[Consignes de travail]:
1) Indiquez si chacune des affirmations suivantes concorde avec le texte sur le reboisement et l'irrigation en Espagne, en répondant par oui ou par non et en citant exactement les mots du texte qui tranchent. (a) Le bois a notamment servi à l'installation des voies ferrées. (b) Les Bardenas sont situées en Aragon. (c) L'industrie reçoit la plus grande part de l'eau retenue en Aragon.
2) Reprenez le texte sur le reboisement et l'irrigation en Espagne à l'endroit où il s'arrête, puis poursuivez-en la rédaction.

[Document]:
___

Pour
revenir à la question du reboisement, il
faut dire que les terres espagnoles, comme ailleurs en Europe, ont souffert
des siècles durant des pratiques
agricoles de
défrichage pour
l'agriculture
et l'élevage. Le bois a été prélevé pour la construction, la marine,
la mise en place des voies ferrées, comme source d'énergie
dans les industries métallurgiques, du verre, pour les machines à
vapeur,
etc.
Des régions
comme
les
Bardenas
en Navarre et les Monegros en Aragon ont été réduites à l'état de
steppes arides au sol soumis à toutes les érosions. Le dernier protagoniste
de ce bouleversement des modes de vie et des paysages n'a pas encore
été nommé. Il s'agit de l'entité Riegos
de Alto Aragon qui prend la direction des travaux d'irrigation
pour le compte à l'heure actuelle de la CHE (Confederación
Hidrográfica
del Ebro). Pour donner une petite idée, le volume
global d'eau retenue en Aragon a atteint en un siècle une
capacité de 5200 m3/an, une nouvelle manne qui se répartit
entre l'agriculture, à raison de 92,95%, l'industrie, 4,70%,
et les villes, 2,35%.

___

[Données]:
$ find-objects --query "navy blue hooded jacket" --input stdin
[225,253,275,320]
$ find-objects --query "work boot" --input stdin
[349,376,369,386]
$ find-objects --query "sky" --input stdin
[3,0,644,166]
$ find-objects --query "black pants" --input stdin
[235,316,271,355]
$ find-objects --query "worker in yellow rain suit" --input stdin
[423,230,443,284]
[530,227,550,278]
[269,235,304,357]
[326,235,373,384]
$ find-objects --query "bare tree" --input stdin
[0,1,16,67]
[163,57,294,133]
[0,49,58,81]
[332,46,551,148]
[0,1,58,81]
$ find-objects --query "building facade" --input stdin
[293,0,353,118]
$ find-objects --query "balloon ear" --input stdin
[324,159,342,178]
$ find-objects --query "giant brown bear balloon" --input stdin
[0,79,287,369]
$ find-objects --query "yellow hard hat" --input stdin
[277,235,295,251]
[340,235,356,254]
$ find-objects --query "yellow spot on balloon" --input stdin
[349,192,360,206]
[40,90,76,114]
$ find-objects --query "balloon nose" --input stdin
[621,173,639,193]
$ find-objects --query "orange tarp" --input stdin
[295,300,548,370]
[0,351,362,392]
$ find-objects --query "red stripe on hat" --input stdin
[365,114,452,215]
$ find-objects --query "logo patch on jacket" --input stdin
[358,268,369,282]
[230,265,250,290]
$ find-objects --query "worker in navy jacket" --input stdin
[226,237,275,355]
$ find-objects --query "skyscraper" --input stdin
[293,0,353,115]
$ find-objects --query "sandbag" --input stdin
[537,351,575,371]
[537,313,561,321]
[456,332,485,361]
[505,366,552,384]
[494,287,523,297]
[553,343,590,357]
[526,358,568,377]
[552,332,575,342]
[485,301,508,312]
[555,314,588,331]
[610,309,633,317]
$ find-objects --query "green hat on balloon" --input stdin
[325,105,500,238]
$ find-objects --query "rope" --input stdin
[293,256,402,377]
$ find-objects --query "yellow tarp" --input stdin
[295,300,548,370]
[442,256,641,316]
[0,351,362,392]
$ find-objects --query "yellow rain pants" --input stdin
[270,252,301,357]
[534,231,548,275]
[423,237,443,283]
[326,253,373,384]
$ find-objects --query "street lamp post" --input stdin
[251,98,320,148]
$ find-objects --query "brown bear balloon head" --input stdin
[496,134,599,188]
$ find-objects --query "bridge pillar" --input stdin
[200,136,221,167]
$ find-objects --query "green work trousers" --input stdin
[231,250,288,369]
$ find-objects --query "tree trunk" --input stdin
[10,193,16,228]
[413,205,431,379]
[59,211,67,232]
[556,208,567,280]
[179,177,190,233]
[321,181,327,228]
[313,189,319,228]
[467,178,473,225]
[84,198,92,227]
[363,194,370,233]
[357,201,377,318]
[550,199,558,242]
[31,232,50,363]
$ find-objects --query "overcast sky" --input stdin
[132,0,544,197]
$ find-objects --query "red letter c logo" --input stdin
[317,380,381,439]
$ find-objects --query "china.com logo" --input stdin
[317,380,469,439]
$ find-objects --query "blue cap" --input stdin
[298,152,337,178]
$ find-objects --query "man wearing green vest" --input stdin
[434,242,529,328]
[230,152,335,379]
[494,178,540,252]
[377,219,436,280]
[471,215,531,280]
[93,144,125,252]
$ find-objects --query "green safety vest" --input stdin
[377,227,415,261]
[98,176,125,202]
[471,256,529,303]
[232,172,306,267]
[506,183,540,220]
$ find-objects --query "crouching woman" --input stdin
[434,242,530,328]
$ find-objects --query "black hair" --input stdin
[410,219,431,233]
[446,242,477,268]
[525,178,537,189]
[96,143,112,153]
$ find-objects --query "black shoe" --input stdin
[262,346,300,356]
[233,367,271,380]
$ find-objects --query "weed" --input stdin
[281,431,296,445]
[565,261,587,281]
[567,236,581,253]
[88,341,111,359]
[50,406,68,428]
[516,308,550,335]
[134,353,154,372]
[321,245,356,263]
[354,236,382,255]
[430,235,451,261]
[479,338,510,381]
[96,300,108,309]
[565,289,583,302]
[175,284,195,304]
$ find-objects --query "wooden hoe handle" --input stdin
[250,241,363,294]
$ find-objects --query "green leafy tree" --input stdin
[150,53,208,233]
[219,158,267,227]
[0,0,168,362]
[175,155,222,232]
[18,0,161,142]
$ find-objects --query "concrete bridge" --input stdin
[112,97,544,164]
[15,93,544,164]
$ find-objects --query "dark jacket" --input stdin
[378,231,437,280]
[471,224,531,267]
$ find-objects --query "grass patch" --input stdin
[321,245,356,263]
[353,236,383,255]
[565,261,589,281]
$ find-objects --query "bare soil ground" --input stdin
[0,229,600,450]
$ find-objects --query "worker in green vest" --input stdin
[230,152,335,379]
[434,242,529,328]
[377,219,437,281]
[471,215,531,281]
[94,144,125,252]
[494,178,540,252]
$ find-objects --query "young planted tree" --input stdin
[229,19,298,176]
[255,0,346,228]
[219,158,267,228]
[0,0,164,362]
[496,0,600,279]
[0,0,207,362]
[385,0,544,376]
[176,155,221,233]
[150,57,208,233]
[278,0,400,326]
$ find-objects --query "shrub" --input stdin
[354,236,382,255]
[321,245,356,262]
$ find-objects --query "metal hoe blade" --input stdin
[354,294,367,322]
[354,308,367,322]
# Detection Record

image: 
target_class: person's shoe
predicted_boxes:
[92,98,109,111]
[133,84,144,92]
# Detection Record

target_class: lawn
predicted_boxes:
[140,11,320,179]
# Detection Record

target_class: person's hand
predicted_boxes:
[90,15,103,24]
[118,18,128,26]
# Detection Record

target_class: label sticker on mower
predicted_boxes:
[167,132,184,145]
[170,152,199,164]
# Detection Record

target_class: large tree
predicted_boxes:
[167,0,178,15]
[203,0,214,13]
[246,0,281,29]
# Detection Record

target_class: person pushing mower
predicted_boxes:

___

[Corrigé par consigne]:
1)
(a) Oui : « la mise en place des voies ferrées ».
(b) Non : « les Bardenas en Navarre ».
(c) Non : « l'agriculture, à raison de 92,95%, l'industrie, 4,70% ».

2)
Durant
toute cette évolution, la
population a eu bien peu son mot à dire,
particulièrement sous
Franco où la presse était muselée. Les gens étaient
sans doute fatalistes pour la plupart, "on ne pouvait pas aller contre
le progrès, il fallait en passer par là". De toute façon,
il n'y avait probablement pas de possibilité de recours, ni pour éviter
l'inondation d'une vallée visée pour la construction d'un barrage, ni
contre la reforestation des terres alentour par l'Etat. Ceux qui bénéficiaient
de l'approvisionnement en eau irriguée, par contre, devaient se réjouir
et multiplièrent leurs
profits. En Aragon, une centaine de villages furent sacrifiés
pour être
inondés
et une soixantaine convertis en forêt, mais leur disparition fit
un effet boule de neige et au final, ce furent des milliers de personnes
qui disparurent
des montagnes
et
des vallées, provoquant la désaffection corrélative
des petites villes qui s'étaient développées en
aval. Les quelques personnes qui demeurent
encore en place n'ont pas assez de ressort pour se rebeller contre
cette raison d'Etat liguée avec les entreprises industrielles et commerciales.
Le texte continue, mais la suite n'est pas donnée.